* Raw records
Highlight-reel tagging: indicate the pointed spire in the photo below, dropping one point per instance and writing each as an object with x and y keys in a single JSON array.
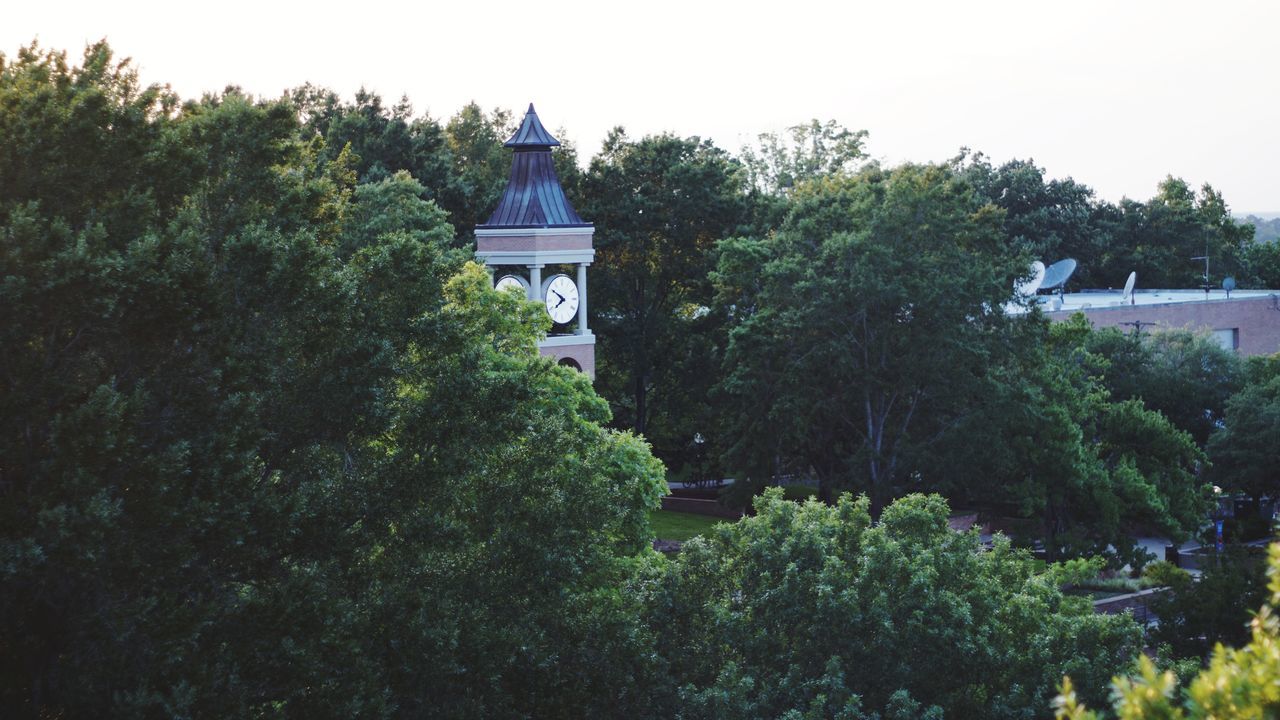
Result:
[
  {"x": 534, "y": 197},
  {"x": 531, "y": 133}
]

* What is required
Put every line of the records into a JSON list of strings, one string per line, and leave out blank lines and the pictures.

* Exercise solution
[
  "Highlight-reel tagging: indicate the pointed spire in the photo below, dropping one point per instance and writing each as an object with x and y keys in a single JSON array.",
  "Result:",
  "[",
  "  {\"x\": 534, \"y\": 197},",
  "  {\"x\": 531, \"y\": 133}",
  "]"
]